> _OBJECTIVE_
Copy the items below, changing each "field log" to "scouting report" and leaving everything else as it is. Omit the pictures.

> _MATERIAL FOR THIS TASK_
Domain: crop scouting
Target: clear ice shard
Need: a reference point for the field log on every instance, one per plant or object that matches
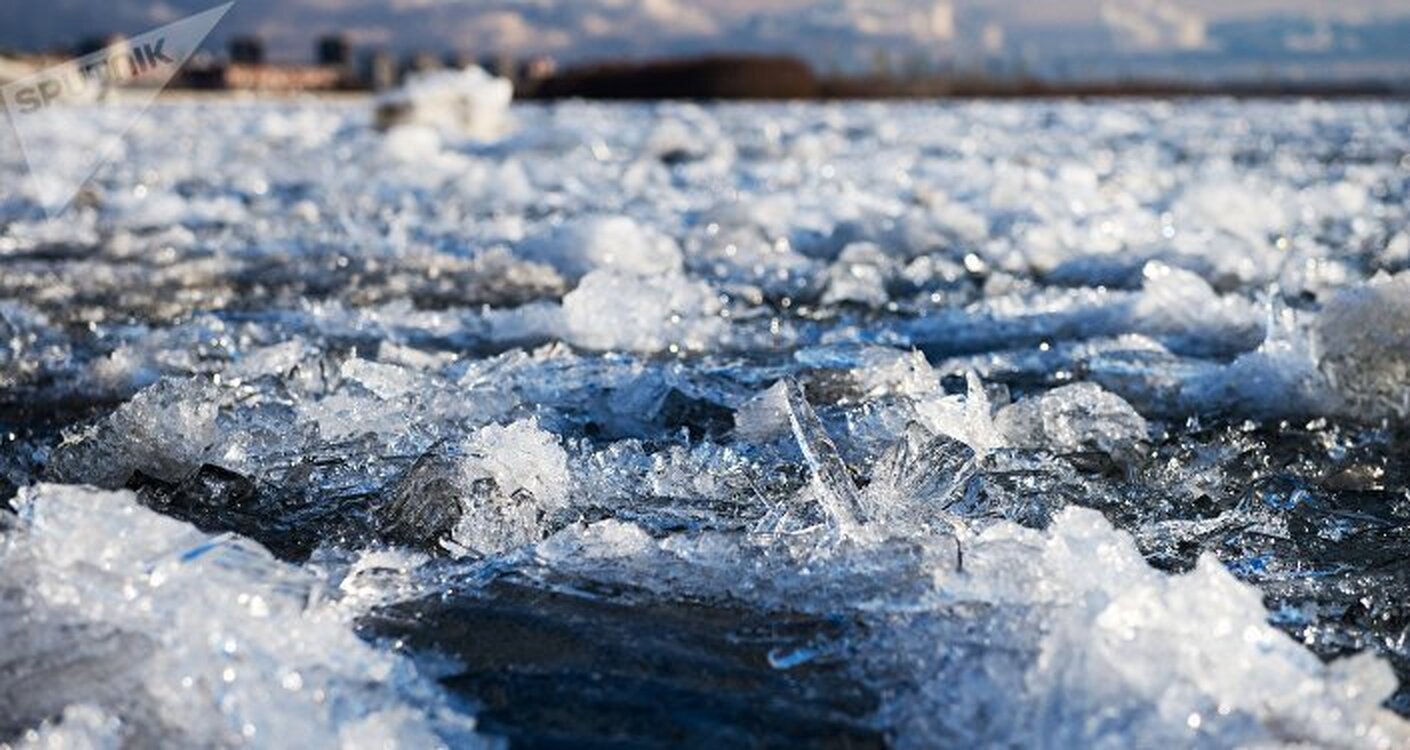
(832, 480)
(186, 637)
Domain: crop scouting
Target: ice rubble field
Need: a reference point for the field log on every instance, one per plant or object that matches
(1028, 425)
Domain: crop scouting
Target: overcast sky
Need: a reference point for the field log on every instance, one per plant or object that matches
(599, 28)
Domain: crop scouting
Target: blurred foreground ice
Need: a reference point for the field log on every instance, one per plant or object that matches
(1025, 425)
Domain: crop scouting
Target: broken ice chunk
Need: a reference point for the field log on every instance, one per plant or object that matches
(619, 243)
(612, 310)
(425, 503)
(1362, 341)
(468, 102)
(1075, 417)
(164, 432)
(834, 482)
(860, 275)
(518, 488)
(186, 639)
(920, 477)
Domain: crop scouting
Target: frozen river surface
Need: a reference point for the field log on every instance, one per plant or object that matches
(1045, 425)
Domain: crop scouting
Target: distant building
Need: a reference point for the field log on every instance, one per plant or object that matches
(247, 51)
(422, 62)
(282, 78)
(378, 71)
(334, 51)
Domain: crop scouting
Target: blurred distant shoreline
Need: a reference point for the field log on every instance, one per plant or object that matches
(708, 78)
(770, 78)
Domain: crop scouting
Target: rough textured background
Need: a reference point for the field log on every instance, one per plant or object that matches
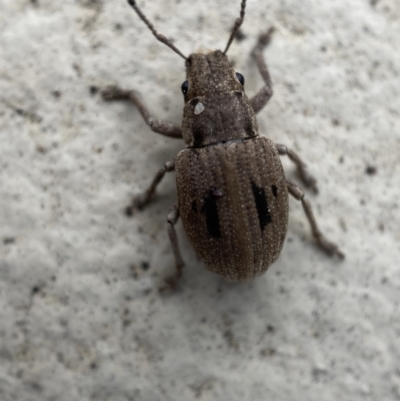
(80, 314)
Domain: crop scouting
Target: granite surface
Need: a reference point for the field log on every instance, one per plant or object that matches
(81, 317)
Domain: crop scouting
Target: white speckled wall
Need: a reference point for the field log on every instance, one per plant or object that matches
(80, 314)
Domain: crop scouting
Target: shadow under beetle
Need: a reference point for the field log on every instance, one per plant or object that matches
(231, 188)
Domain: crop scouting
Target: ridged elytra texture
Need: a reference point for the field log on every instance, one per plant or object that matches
(233, 201)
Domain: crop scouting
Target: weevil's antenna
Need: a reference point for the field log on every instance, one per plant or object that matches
(238, 23)
(160, 37)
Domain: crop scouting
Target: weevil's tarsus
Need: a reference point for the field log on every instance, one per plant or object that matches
(329, 247)
(141, 201)
(161, 127)
(236, 26)
(259, 101)
(159, 36)
(308, 180)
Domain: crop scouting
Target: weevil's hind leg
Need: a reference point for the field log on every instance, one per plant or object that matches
(308, 180)
(327, 246)
(141, 201)
(161, 127)
(172, 219)
(265, 93)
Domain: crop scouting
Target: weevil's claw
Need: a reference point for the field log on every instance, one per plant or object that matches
(308, 179)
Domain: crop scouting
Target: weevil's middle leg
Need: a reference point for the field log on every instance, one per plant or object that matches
(262, 97)
(172, 219)
(327, 246)
(141, 201)
(306, 177)
(161, 127)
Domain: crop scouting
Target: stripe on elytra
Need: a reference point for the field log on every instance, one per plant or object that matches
(264, 214)
(210, 209)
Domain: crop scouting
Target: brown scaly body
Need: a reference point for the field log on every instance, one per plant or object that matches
(235, 213)
(232, 191)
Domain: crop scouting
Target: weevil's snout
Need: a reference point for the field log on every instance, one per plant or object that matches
(209, 75)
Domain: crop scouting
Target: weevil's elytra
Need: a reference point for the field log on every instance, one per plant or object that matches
(234, 233)
(231, 188)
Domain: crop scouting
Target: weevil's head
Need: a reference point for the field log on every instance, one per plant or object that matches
(216, 108)
(209, 75)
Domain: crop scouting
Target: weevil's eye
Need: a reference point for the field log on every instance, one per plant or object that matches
(240, 78)
(185, 87)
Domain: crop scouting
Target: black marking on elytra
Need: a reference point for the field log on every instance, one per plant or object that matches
(210, 209)
(264, 214)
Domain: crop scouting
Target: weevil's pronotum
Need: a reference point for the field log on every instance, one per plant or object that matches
(231, 188)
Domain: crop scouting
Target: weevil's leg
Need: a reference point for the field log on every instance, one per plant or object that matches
(306, 177)
(327, 246)
(141, 201)
(161, 127)
(262, 97)
(172, 219)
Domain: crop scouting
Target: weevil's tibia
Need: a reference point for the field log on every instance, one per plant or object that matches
(259, 101)
(238, 23)
(161, 127)
(159, 36)
(327, 246)
(141, 201)
(172, 219)
(305, 176)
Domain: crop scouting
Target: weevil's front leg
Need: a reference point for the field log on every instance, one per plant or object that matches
(327, 246)
(141, 201)
(161, 127)
(172, 219)
(306, 177)
(265, 93)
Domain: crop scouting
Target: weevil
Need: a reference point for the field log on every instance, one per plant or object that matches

> _SOLUTION FOR THIS PROBLEM_
Domain: crop scouting
Target: clear ice shard
Need: a reference point for the scouting report on every instance, one per plant or object that matches
(832, 480)
(186, 637)
Domain: crop scouting
Target: ice rubble field
Need: a reference point for the scouting report on every instance, one per plant or object that matches
(1028, 425)
Domain: crop scouting
Target: overcast sky
Need: a reference point for the scouting report on every instance, one per plant or object that matches
(599, 28)
Domain: crop scouting
Target: blurred foreground ice
Need: a reference point for the scouting report on every instance, one per plant or object that matches
(1025, 425)
Domain: crop scouting
Target: broken ice chunk
Need: a reference point for the scouting report on every instance, one per plant or object that matches
(619, 243)
(612, 310)
(425, 503)
(1362, 341)
(468, 102)
(1075, 417)
(164, 432)
(834, 482)
(860, 275)
(518, 488)
(186, 639)
(920, 477)
Domain: crop scouting
Target: frozen river surface
Need: a reference point for the scouting report on every instance, one per plant or object that matches
(1045, 425)
Domain: crop scouting
Target: distant building
Need: a reference point for the scouting report on every instance, one per plant or object that matches
(247, 51)
(422, 62)
(282, 78)
(378, 71)
(334, 51)
Domain: crop scouting
Target: blurred distant shoreline
Need: a reference point for the scouting report on every instance, one per plant or object that matches
(708, 78)
(770, 78)
Domain: crop scouting
Target: rough textured background
Need: a reference point for the scouting report on every instance, one per plant or object that matches
(80, 314)
Domain: crop scouting
Target: granite surface
Need: a reference point for the scouting report on every instance, one per plant or object that matches
(81, 317)
Domain: crop scouting
Target: white speckled wall
Need: a reference point for the scouting report on every instance, one per plant or object that matches
(80, 314)
Domain: crop scouting
Target: shadow under beetle
Need: a reference point for the scouting report on every instance, one per plant or object that matches
(231, 188)
Domain: crop scouting
Target: ridged elytra texture
Need: a reference point for the scouting report on every instance, one per plant or object that matches
(233, 201)
Domain: crop scouting
Target: weevil's antenna
Need: a reference point for the scouting report on every instance, one per plant or object that matches
(238, 23)
(160, 37)
Domain: crop scouting
Target: weevil's tarsus
Need: a reference point for the scouting report on every instance, one per plant or object that matches
(329, 247)
(141, 201)
(161, 127)
(236, 26)
(259, 101)
(159, 36)
(308, 180)
Domain: crop scouting
Target: weevil's hind leg
Need: a reference point for the scouting report on every instance, one per plant or object that matches
(308, 180)
(327, 246)
(141, 201)
(161, 127)
(172, 219)
(265, 93)
Domain: crop scouting
Target: weevil's claw
Need: a reference point for the scouting report on every instance, one per plant or object that matches
(308, 179)
Domain: crop scouting
Target: weevil's middle leg
Need: a reference point for the scouting report on every instance, one per plant or object that matches
(262, 97)
(172, 219)
(327, 246)
(141, 201)
(306, 177)
(161, 127)
Domain: crop scouting
Target: stripe on elytra
Need: a reference point for the scouting report on every instance, one per plant or object that matches
(264, 214)
(210, 209)
Domain: crop scouting
Target: brown scaly body
Need: a reference point for the scouting report on every instance, one per plant or object that matches
(235, 213)
(232, 191)
Domain: crop scouting
Target: weevil's snout
Need: a reference point for the scouting report on every instance, one per plant or object that matches
(209, 75)
Domain: crop scouting
Target: weevil's elytra
Need: a reference point for the scouting report on every instance, one per plant or object that matches
(234, 233)
(231, 188)
Domain: crop scouting
Target: weevil's head
Need: a reference point for the scouting report on every instance, one per plant or object that matches
(216, 108)
(209, 75)
Domain: crop scouting
Target: weevil's eye
Need: a reference point for the scouting report on every instance, one per plant or object that matches
(240, 78)
(185, 87)
Domain: crop scouting
Target: black marking on elytra
Need: a reference point for the scouting report on every instance, one per plant or object that matches
(210, 209)
(264, 214)
Domain: crop scouting
Target: weevil's pronotum
Need: a reference point for the scouting report on every instance, one per plant or object that matches
(231, 188)
Domain: crop scouting
Target: weevil's leg
Need: a reference point for the scouting report on every instance, one per plant or object that matches
(306, 177)
(327, 246)
(141, 201)
(161, 127)
(262, 97)
(172, 219)
Domain: crop scouting
Target: weevil's tibia
Need: a reference point for the scouting report on every instance, one per plant or object that matches
(259, 101)
(238, 23)
(161, 127)
(159, 36)
(327, 246)
(141, 201)
(172, 219)
(305, 176)
Domain: crop scouting
Target: weevil's front leg
Need: a reference point for the scouting report on every instance, one per plant or object that matches
(327, 246)
(141, 201)
(161, 127)
(172, 219)
(306, 177)
(265, 93)
Domain: crop scouting
Target: weevil
Need: a reference point for the scouting report on every instance, one per plant or object that matches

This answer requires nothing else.